Directions for this task: Every line from the one containing "In this exercise you will tag every instance of the tub" to the one containing "In this exercise you will tag every instance of the subway" in the records below, both included, must be set down exactly, and no other line.

Data under study:
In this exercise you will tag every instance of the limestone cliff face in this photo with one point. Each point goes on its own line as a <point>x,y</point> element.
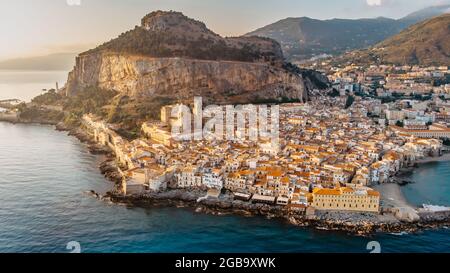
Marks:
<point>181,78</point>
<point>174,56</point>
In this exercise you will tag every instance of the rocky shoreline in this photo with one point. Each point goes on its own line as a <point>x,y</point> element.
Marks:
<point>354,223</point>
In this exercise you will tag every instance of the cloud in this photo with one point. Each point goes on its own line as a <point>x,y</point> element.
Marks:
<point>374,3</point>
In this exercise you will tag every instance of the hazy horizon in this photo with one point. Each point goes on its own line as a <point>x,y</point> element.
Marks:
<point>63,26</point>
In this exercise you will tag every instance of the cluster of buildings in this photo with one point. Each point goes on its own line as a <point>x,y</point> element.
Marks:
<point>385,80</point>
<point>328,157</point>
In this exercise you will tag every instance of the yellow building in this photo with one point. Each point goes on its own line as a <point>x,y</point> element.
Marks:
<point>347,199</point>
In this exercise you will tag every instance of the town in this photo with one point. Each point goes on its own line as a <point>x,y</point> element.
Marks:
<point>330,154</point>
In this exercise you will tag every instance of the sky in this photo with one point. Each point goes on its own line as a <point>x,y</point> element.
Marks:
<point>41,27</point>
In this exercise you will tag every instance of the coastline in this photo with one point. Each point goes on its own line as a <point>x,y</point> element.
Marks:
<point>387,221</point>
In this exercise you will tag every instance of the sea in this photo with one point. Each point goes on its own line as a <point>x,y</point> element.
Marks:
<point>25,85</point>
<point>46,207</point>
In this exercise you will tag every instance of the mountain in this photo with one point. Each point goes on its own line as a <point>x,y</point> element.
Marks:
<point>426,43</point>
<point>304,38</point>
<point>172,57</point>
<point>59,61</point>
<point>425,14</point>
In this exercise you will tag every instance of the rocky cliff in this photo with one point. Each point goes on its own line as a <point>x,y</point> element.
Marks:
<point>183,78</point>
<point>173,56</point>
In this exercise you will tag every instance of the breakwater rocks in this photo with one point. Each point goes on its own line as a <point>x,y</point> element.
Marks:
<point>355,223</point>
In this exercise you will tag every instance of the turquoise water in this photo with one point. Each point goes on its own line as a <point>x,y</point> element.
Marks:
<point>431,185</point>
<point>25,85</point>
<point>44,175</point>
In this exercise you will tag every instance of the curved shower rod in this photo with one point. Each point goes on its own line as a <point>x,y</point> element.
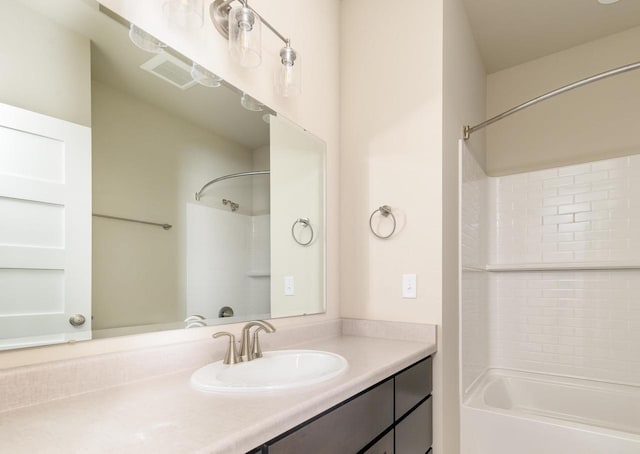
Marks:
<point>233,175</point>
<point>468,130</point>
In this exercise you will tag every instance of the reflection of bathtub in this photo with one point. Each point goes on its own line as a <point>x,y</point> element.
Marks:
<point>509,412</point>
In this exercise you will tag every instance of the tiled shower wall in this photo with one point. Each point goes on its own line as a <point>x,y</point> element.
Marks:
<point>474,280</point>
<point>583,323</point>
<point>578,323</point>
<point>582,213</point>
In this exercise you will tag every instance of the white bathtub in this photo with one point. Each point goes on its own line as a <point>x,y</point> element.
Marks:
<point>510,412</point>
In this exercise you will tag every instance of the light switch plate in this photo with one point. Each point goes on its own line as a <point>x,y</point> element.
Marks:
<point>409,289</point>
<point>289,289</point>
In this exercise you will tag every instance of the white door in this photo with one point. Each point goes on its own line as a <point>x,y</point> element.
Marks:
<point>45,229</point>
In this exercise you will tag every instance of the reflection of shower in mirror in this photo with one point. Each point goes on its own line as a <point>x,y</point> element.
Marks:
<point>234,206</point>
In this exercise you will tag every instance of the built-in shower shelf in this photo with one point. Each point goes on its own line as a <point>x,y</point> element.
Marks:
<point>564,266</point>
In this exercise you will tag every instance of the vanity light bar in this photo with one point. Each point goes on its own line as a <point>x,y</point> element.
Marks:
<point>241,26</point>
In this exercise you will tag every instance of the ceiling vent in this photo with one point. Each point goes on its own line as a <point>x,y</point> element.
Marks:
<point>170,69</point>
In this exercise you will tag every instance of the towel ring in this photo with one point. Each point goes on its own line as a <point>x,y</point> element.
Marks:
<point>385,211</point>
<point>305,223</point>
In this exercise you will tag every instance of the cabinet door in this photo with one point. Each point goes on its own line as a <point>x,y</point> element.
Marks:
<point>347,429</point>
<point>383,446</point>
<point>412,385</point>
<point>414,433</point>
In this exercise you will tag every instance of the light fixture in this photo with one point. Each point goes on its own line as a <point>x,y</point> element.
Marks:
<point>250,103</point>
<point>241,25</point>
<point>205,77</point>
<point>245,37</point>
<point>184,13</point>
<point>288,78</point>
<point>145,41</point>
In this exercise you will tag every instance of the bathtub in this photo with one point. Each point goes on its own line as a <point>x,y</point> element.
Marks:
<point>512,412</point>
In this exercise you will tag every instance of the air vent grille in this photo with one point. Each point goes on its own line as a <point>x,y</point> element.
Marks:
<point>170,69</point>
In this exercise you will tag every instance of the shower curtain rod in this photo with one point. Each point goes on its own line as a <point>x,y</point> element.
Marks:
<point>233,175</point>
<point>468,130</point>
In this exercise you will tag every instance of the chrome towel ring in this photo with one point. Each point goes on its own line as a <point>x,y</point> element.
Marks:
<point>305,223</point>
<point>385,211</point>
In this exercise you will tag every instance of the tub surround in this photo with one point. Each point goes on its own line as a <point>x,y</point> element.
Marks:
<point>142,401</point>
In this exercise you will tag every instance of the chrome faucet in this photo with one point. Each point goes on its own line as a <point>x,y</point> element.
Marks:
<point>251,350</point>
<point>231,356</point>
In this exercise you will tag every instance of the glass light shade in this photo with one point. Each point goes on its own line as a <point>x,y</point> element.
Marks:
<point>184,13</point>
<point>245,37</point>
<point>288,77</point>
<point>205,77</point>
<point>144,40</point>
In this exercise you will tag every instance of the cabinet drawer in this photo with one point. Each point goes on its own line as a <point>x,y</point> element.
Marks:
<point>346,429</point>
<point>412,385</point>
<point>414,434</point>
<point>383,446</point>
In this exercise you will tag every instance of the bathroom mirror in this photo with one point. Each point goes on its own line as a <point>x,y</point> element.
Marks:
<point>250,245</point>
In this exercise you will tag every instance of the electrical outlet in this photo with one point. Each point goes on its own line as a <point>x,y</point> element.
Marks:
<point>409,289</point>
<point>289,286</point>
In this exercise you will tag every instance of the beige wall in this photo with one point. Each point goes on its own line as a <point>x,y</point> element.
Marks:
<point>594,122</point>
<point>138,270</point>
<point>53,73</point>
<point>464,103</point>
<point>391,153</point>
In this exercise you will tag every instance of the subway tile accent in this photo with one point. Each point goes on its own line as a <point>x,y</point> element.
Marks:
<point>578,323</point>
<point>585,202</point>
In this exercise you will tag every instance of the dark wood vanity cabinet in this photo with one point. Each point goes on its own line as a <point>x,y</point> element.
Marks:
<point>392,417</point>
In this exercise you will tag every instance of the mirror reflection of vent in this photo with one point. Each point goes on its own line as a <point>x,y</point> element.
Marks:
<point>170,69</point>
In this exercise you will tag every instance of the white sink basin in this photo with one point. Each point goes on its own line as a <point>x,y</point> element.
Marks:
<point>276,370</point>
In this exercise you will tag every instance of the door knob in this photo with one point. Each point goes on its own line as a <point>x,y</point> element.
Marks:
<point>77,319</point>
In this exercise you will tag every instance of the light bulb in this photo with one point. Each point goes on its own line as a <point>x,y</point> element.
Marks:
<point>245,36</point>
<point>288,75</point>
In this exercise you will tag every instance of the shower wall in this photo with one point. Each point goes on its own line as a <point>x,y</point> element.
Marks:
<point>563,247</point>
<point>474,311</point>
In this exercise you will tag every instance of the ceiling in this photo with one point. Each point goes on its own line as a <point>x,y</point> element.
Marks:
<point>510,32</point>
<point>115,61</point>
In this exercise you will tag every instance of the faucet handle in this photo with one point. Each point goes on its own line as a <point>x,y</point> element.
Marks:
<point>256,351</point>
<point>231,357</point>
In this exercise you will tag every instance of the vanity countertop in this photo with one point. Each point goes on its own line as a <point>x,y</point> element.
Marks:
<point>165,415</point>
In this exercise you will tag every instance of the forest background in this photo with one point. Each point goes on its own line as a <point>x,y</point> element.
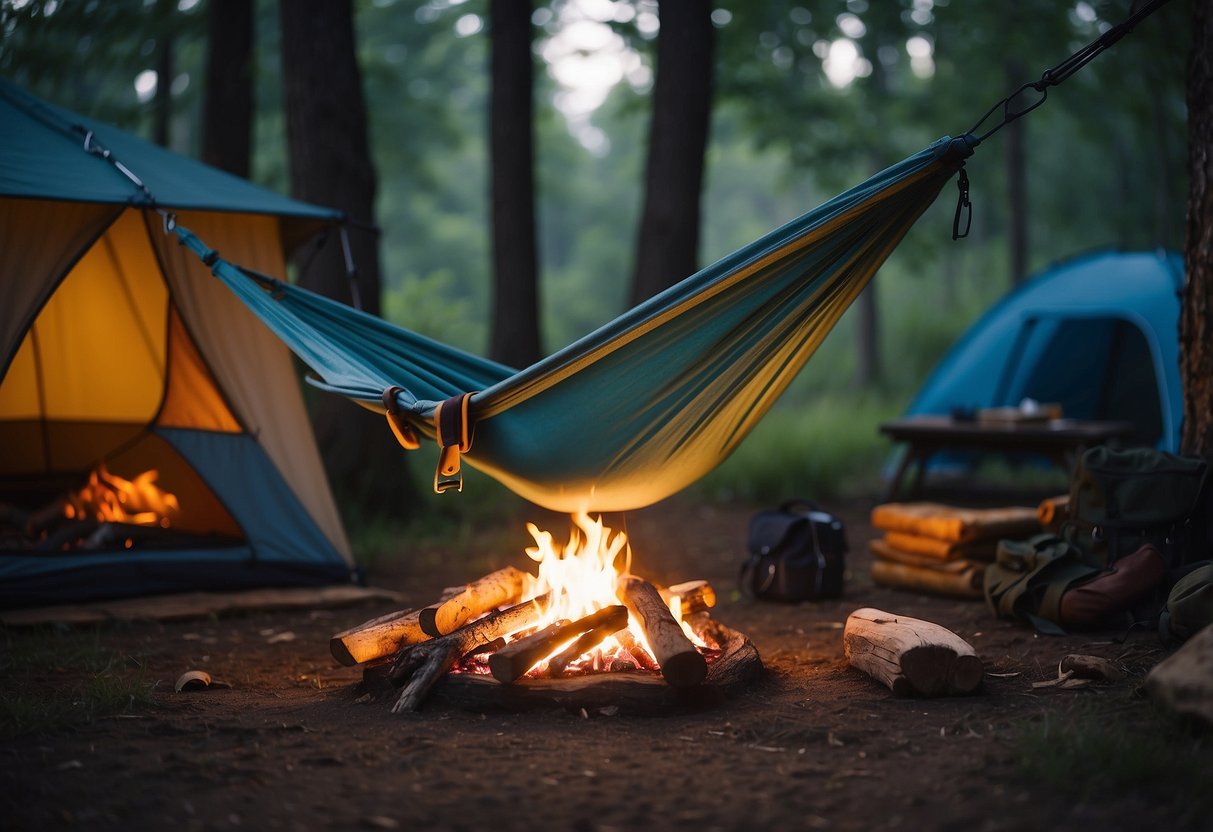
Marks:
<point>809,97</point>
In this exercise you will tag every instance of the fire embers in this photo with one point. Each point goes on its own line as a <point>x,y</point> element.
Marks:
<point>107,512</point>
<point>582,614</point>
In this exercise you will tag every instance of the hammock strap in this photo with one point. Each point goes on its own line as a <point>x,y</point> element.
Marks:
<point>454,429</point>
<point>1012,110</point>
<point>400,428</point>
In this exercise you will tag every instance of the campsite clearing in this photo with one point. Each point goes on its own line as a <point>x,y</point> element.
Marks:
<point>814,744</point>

--

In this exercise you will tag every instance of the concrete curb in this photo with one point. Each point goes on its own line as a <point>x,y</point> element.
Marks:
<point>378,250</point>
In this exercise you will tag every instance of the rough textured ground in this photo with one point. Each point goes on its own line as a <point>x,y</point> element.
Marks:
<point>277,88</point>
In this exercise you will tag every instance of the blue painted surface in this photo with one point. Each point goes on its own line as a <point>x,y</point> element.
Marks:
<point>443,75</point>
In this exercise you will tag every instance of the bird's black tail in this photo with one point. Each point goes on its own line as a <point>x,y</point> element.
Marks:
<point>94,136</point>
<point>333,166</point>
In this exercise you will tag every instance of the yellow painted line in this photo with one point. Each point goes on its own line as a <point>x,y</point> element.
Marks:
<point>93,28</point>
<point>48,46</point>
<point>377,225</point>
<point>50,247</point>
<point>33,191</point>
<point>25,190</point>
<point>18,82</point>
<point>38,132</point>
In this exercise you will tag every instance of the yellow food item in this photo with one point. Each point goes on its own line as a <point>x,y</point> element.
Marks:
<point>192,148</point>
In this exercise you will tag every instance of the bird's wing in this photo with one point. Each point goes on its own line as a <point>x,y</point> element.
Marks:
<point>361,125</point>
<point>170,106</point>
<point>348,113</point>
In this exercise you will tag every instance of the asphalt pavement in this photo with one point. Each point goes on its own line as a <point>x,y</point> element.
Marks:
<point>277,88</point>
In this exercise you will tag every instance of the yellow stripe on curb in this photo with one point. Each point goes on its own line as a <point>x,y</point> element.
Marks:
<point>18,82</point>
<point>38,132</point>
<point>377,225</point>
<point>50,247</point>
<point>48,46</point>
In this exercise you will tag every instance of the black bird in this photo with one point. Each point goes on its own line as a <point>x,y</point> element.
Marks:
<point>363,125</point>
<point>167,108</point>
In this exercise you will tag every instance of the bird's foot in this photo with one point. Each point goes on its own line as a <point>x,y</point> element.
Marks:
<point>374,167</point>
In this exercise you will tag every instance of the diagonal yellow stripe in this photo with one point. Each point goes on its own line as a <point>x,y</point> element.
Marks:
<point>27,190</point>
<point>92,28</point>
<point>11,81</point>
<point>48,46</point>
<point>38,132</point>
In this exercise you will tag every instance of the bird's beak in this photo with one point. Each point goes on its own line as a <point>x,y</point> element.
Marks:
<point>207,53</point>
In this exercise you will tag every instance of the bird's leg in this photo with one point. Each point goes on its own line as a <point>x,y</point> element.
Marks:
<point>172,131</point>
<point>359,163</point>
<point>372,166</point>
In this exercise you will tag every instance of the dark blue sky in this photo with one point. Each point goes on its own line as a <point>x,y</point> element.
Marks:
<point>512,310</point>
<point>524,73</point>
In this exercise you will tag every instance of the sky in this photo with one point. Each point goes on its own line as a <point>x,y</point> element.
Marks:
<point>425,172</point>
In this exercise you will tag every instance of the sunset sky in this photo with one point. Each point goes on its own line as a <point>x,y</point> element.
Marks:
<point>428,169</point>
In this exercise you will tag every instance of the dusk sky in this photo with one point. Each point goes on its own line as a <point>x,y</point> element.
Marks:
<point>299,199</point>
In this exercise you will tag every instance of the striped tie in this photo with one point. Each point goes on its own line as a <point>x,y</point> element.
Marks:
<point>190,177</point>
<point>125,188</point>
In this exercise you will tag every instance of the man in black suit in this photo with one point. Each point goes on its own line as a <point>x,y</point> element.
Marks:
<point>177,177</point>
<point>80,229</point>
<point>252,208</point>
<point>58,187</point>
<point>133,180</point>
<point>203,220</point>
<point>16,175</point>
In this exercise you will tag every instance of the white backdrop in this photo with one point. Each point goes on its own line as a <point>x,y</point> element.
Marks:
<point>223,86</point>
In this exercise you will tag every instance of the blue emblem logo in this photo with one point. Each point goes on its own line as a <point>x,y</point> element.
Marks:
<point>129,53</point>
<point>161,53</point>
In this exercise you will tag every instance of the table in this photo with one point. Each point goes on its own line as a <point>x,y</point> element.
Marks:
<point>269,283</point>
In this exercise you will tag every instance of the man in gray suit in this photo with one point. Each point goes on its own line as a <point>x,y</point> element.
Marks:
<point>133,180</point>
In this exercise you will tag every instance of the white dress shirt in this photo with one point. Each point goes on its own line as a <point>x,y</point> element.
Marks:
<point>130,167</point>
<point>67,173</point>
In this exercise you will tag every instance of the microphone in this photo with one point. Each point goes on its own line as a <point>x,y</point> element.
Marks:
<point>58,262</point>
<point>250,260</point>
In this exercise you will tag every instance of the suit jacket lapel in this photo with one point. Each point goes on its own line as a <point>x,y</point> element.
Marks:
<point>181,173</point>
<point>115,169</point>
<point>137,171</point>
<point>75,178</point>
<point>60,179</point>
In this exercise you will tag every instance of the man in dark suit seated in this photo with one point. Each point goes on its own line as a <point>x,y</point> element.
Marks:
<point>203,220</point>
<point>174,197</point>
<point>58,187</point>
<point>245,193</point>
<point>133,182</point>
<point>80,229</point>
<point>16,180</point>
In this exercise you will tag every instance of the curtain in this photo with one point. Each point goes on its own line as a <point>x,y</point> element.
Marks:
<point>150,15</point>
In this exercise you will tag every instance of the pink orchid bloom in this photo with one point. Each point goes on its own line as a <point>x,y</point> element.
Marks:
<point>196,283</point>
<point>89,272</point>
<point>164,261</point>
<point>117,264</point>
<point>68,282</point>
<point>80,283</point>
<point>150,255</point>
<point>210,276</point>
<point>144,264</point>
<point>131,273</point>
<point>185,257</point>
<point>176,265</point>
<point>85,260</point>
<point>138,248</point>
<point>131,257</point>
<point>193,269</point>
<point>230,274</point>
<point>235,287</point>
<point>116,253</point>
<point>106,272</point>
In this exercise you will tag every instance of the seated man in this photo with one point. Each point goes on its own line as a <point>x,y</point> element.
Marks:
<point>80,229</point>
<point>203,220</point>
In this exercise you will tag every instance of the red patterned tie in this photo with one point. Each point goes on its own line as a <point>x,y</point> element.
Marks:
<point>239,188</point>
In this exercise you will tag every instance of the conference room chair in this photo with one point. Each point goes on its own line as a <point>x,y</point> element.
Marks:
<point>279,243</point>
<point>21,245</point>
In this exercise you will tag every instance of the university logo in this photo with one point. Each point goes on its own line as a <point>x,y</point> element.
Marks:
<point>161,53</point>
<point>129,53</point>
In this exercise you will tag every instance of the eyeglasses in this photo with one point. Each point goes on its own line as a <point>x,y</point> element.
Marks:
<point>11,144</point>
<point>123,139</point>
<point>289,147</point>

Written solution:
In this exercise you will tag every instance of the tub surround in this photo with one point. Each point goes on its own line as a <point>x,y</point> element.
Marks:
<point>142,401</point>
In this exercise you will tag every instance of the chrome faucet in this photo with one point. Each point goes on its own line as a <point>x,y</point> element.
Marks:
<point>251,350</point>
<point>231,356</point>
In this exercise you will tag every instance of the glass light shade in this photo with one point. Each point goes on its own line as a <point>x,y</point> element.
Marks:
<point>184,13</point>
<point>245,37</point>
<point>288,77</point>
<point>205,77</point>
<point>144,40</point>
In this exercise you will tag every instance of the cabinet drawer in this photo with one point. Each point goes on its own line as a <point>x,y</point> element.
Marks:
<point>346,429</point>
<point>412,385</point>
<point>414,434</point>
<point>383,446</point>
In this exercise you will tag every instance of the bathroom mirror in this photo with one point. Each point goes on its own line as a <point>x,y</point> element.
Marks:
<point>250,245</point>
In this exercise you will tag every instance of the electrical outlet in this photo with one point. Each point goes on its own line as a <point>x,y</point> element.
Marks:
<point>409,289</point>
<point>289,286</point>
In this exercise you will tag every instance of the beige wall in this photo with one point. Each point goes on its own line as a <point>x,y</point> element.
Marks:
<point>594,122</point>
<point>138,270</point>
<point>53,73</point>
<point>464,103</point>
<point>391,153</point>
In this exercise you will tag every instance of the subway tile accent in this photo with one point. Each point goes on its own line as a <point>x,y</point> element.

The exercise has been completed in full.